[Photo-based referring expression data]
------------------------------

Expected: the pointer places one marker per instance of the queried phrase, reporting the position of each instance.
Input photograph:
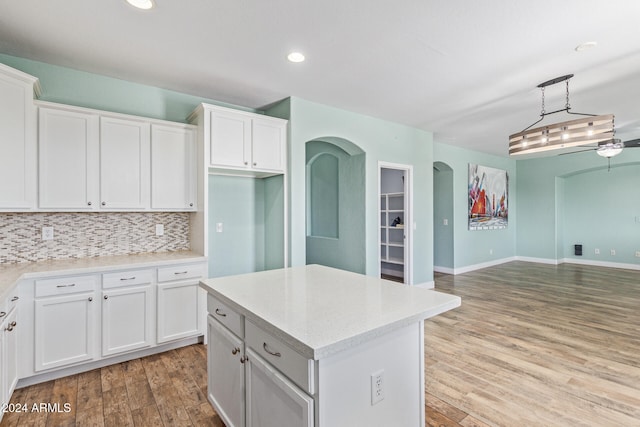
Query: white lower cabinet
(65, 331)
(225, 369)
(8, 355)
(272, 400)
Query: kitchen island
(317, 346)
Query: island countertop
(319, 310)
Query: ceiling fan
(611, 148)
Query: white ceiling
(465, 70)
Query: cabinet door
(268, 146)
(68, 146)
(272, 400)
(225, 374)
(230, 140)
(17, 144)
(173, 168)
(178, 313)
(124, 164)
(127, 319)
(65, 330)
(9, 356)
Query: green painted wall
(443, 243)
(82, 89)
(551, 210)
(347, 249)
(381, 141)
(479, 246)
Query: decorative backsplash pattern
(91, 234)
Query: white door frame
(408, 218)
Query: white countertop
(319, 310)
(10, 274)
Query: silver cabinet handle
(276, 354)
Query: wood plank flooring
(538, 345)
(531, 345)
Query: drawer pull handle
(276, 354)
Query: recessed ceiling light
(586, 46)
(141, 4)
(295, 57)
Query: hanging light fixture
(590, 129)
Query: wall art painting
(488, 198)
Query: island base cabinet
(65, 330)
(272, 400)
(225, 369)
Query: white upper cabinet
(68, 146)
(94, 160)
(124, 163)
(17, 140)
(230, 140)
(173, 167)
(242, 143)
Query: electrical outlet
(377, 387)
(47, 233)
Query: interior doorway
(395, 204)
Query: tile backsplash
(91, 234)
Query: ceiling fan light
(610, 149)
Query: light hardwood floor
(531, 345)
(538, 345)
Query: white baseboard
(622, 265)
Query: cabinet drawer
(223, 314)
(65, 285)
(291, 363)
(180, 272)
(126, 278)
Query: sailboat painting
(488, 198)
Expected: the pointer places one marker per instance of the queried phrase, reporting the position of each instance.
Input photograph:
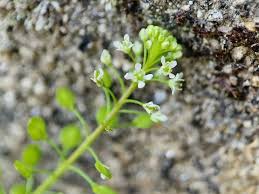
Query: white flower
(98, 77)
(137, 48)
(124, 45)
(150, 107)
(167, 67)
(158, 117)
(106, 57)
(138, 75)
(175, 83)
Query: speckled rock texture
(210, 145)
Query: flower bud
(23, 169)
(65, 98)
(31, 154)
(148, 44)
(70, 136)
(18, 189)
(165, 45)
(36, 129)
(106, 57)
(137, 48)
(143, 34)
(103, 170)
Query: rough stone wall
(210, 144)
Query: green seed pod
(31, 154)
(18, 189)
(65, 98)
(36, 129)
(143, 121)
(103, 170)
(23, 169)
(143, 34)
(137, 48)
(101, 189)
(70, 136)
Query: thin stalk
(112, 95)
(132, 101)
(64, 165)
(82, 174)
(55, 147)
(132, 58)
(108, 100)
(130, 111)
(29, 185)
(117, 75)
(82, 121)
(160, 81)
(91, 151)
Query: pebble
(215, 16)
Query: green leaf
(143, 121)
(65, 98)
(103, 170)
(70, 136)
(36, 129)
(2, 190)
(107, 80)
(18, 189)
(101, 115)
(101, 189)
(31, 154)
(23, 169)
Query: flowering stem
(82, 121)
(130, 111)
(82, 174)
(55, 147)
(121, 82)
(89, 140)
(134, 102)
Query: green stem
(55, 147)
(108, 100)
(82, 121)
(117, 74)
(91, 151)
(132, 58)
(64, 166)
(130, 111)
(112, 95)
(29, 185)
(82, 174)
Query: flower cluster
(155, 59)
(138, 75)
(154, 111)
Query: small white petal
(148, 77)
(129, 76)
(126, 37)
(171, 76)
(138, 67)
(163, 60)
(141, 84)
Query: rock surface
(210, 144)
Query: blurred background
(210, 145)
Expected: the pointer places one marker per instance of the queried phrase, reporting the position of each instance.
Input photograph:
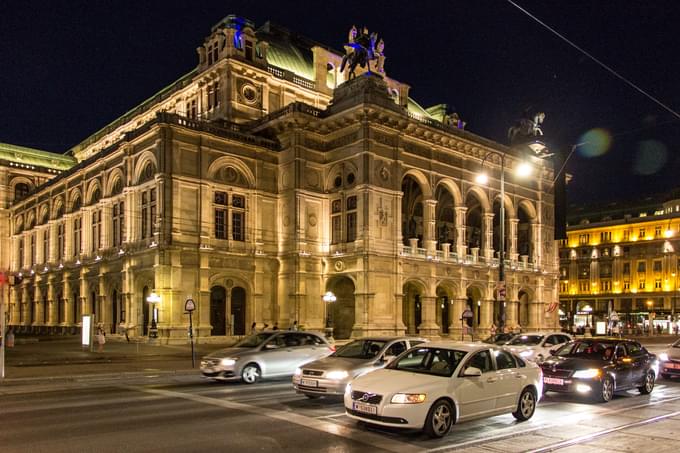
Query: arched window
(21, 190)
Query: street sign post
(189, 307)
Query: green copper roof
(288, 50)
(416, 109)
(35, 157)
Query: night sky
(68, 68)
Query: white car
(434, 385)
(536, 346)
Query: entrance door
(238, 310)
(218, 309)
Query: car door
(476, 395)
(623, 366)
(509, 380)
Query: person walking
(101, 339)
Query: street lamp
(153, 299)
(329, 298)
(523, 170)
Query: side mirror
(472, 372)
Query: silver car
(330, 375)
(266, 354)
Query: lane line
(352, 434)
(588, 437)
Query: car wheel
(439, 419)
(250, 373)
(606, 390)
(648, 385)
(526, 405)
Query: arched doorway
(523, 310)
(146, 311)
(218, 310)
(341, 312)
(412, 307)
(238, 310)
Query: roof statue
(527, 127)
(363, 49)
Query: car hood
(339, 363)
(395, 381)
(572, 363)
(673, 353)
(230, 352)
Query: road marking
(302, 420)
(588, 437)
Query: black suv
(598, 367)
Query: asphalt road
(189, 414)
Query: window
(21, 190)
(96, 230)
(504, 360)
(46, 245)
(61, 244)
(21, 253)
(77, 235)
(148, 212)
(234, 212)
(118, 223)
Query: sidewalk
(57, 357)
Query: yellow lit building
(263, 179)
(622, 257)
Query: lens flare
(650, 157)
(596, 142)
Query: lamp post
(153, 299)
(329, 298)
(524, 169)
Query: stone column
(512, 251)
(460, 246)
(429, 223)
(428, 326)
(487, 237)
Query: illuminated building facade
(263, 179)
(622, 257)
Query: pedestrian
(101, 339)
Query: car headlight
(337, 375)
(408, 398)
(587, 374)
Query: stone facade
(262, 180)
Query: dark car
(598, 367)
(499, 338)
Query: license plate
(553, 381)
(365, 408)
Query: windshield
(587, 349)
(360, 349)
(526, 340)
(253, 341)
(436, 361)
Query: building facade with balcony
(622, 257)
(263, 179)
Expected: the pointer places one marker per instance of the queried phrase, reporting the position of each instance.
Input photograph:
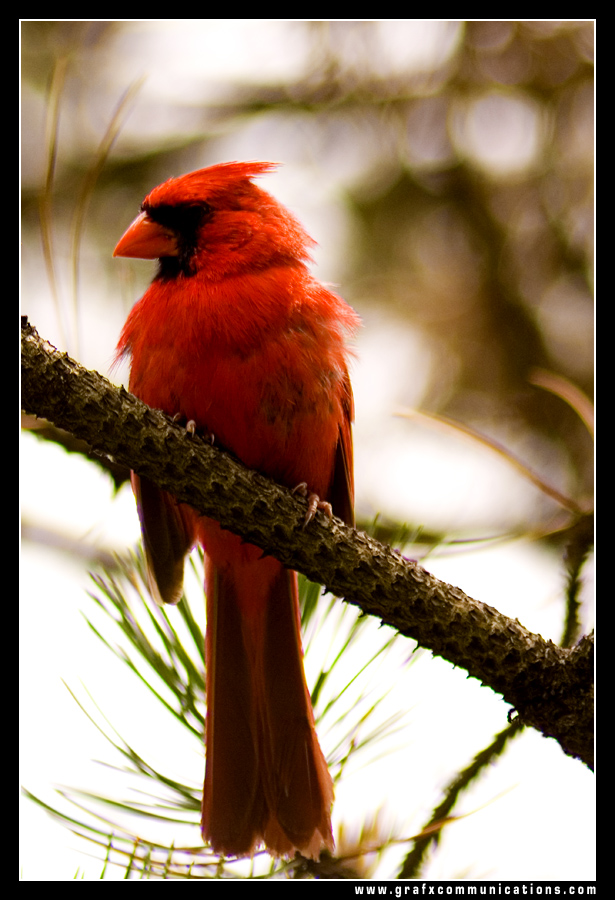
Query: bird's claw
(314, 503)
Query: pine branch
(551, 688)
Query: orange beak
(145, 239)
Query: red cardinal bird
(235, 335)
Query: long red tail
(266, 778)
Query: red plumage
(235, 334)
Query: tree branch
(551, 688)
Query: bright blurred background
(446, 170)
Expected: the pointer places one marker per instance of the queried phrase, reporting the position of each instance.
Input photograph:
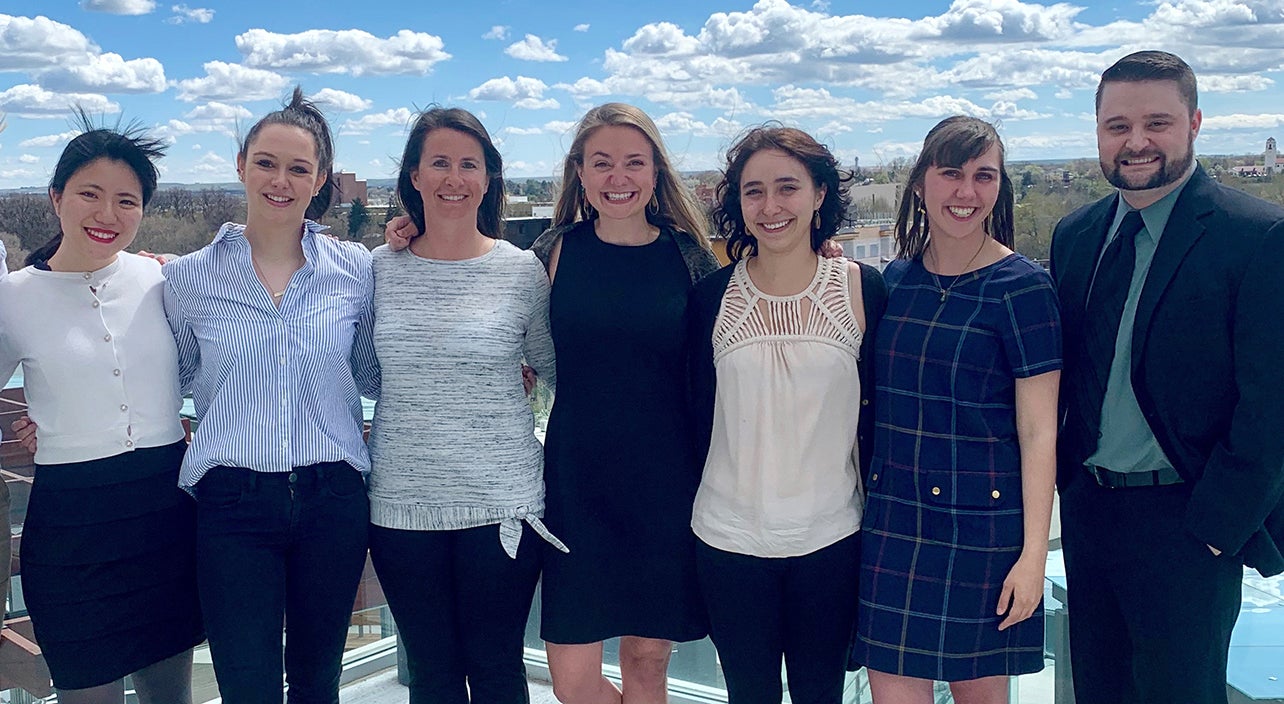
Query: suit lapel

------------------------------

In your copy, restate the data above word for word but leave out any picture.

Output for this task:
Expected: the pointer places one marker per instance of the queried phrase, reporting the position of each instance.
Input photograph:
Query: white lower cabinet
(65, 331)
(225, 369)
(8, 355)
(272, 400)
Query: kitchen island
(317, 346)
Query: island countertop
(319, 310)
Query: ceiling fan
(611, 148)
Query: white ceiling
(465, 70)
Query: cabinet door
(268, 146)
(68, 146)
(272, 400)
(225, 374)
(230, 140)
(17, 144)
(173, 168)
(178, 313)
(124, 164)
(127, 319)
(65, 330)
(9, 356)
Query: green painted wall
(443, 243)
(82, 89)
(551, 210)
(347, 249)
(381, 141)
(479, 246)
Query: decorative backsplash pattern
(91, 234)
Query: white door frame
(408, 218)
Query: white countertop
(319, 310)
(10, 274)
Query: silver cabinet handle
(276, 354)
Query: wood plank flooring
(538, 345)
(531, 345)
Query: drawer pull handle
(276, 354)
Query: recessed ceiling light
(586, 46)
(141, 4)
(295, 57)
Query: hanging light fixture
(590, 129)
Query: wall art painting
(488, 198)
Query: island base cabinet
(65, 330)
(272, 400)
(225, 369)
Query: white upper cabinet
(68, 146)
(94, 160)
(124, 163)
(17, 140)
(230, 140)
(173, 167)
(242, 143)
Query: electrical outlet
(377, 387)
(47, 233)
Query: interior doorway
(395, 204)
Query: tile backsplash
(91, 234)
Query: ceiling fan light
(610, 149)
Query: light hardwood floor
(531, 345)
(538, 345)
Query: white baseboard
(622, 265)
Query: cabinet drawer
(223, 314)
(65, 285)
(291, 363)
(180, 272)
(126, 278)
Query: sailboat painting
(488, 198)
Expected: the pointer places one marker per instance of the queried phrase, reporting the position of each instance.
Input photograph:
Query: white flower
(98, 77)
(137, 48)
(124, 45)
(150, 107)
(167, 67)
(158, 117)
(106, 57)
(138, 75)
(175, 83)
Query: speckled rock texture
(210, 145)
Query: flower bud
(23, 169)
(65, 98)
(31, 154)
(148, 44)
(70, 136)
(18, 189)
(165, 45)
(36, 129)
(106, 57)
(137, 48)
(143, 34)
(103, 170)
Query: rough stone wall
(210, 144)
Query: green seed pod
(31, 154)
(18, 189)
(65, 98)
(36, 129)
(143, 121)
(103, 170)
(23, 169)
(143, 34)
(137, 48)
(101, 189)
(70, 136)
Query: thin stalk
(112, 95)
(132, 101)
(64, 165)
(82, 174)
(55, 147)
(132, 58)
(108, 100)
(130, 111)
(29, 185)
(117, 75)
(82, 121)
(160, 81)
(91, 151)
Query: pebble
(215, 16)
Query: green leaf
(143, 121)
(65, 98)
(103, 170)
(70, 136)
(36, 129)
(2, 190)
(107, 80)
(18, 189)
(101, 115)
(101, 189)
(31, 154)
(23, 169)
Query: flowering stem
(82, 121)
(130, 111)
(82, 174)
(55, 147)
(121, 82)
(89, 140)
(134, 102)
Query: green stem
(55, 147)
(108, 100)
(82, 121)
(117, 74)
(91, 151)
(132, 58)
(64, 166)
(130, 111)
(112, 95)
(29, 185)
(82, 174)
Query: flower cluster
(155, 59)
(138, 75)
(154, 111)
Query: small white petal
(148, 77)
(129, 76)
(126, 37)
(171, 76)
(138, 67)
(163, 60)
(141, 84)
Query: rock surface
(210, 144)
Query: blurred background
(210, 145)
Expected: the pointer places one marker per instance of the queried phrase, reporting the position of each instance.
Input photograph:
Query: arched window
(21, 190)
Query: street sign post
(189, 307)
Query: green copper roof
(288, 50)
(416, 109)
(35, 157)
Query: night sky
(68, 68)
Query: white car
(434, 385)
(536, 346)
Query: entrance door
(238, 310)
(218, 309)
Query: car door
(476, 395)
(623, 366)
(509, 380)
Query: person walking
(101, 339)
Query: street lamp
(153, 299)
(329, 298)
(523, 170)
Query: side mirror
(472, 372)
Query: silver car
(330, 375)
(266, 354)
Query: lane line
(352, 434)
(588, 437)
Query: car wheel
(439, 419)
(250, 373)
(606, 390)
(648, 385)
(526, 405)
Query: arched doorway
(523, 310)
(146, 311)
(218, 310)
(341, 312)
(412, 307)
(238, 310)
Query: roof statue
(527, 127)
(363, 49)
Query: car hood
(339, 363)
(395, 381)
(572, 363)
(673, 353)
(230, 352)
Query: road marking
(302, 420)
(588, 437)
Query: black suv
(598, 367)
Query: asphalt road
(189, 414)
Query: window
(21, 190)
(96, 230)
(504, 360)
(46, 245)
(61, 244)
(21, 253)
(77, 235)
(148, 212)
(234, 212)
(118, 223)
Query: sidewalk
(57, 357)
Query: yellow lit building
(263, 179)
(622, 257)
Query: lens flare
(650, 157)
(596, 142)
Query: lamp post
(153, 299)
(329, 298)
(524, 169)
Query: stone column
(512, 251)
(460, 246)
(429, 223)
(428, 326)
(487, 237)
Query: illuminated building facade
(263, 179)
(622, 257)
Query: pedestrian
(101, 339)
Query: car headlight
(337, 375)
(408, 398)
(587, 374)
Query: stone facade
(262, 180)
Query: dark car
(598, 367)
(499, 338)
Query: license plate
(553, 381)
(365, 408)
Query: windshield
(587, 349)
(360, 349)
(526, 340)
(253, 341)
(436, 361)
Query: building facade with balcony
(622, 257)
(263, 179)
Expected: the pointer places one marker per instance of the queried phrase, reporting the position of each instance.
Input photograph:
Query: bird's claw
(314, 503)
Query: pine branch
(551, 688)
Query: orange beak
(145, 239)
Query: red cardinal bird
(235, 335)
Query: long red tail
(266, 778)
Query: red plumage
(235, 334)
Query: tree branch
(551, 688)
Query: bright blurred background
(446, 170)
Expected: the pointer places one marker per instance of the queried phrase, reporting the position of each instance.
Input photograph:
Query: suit lapel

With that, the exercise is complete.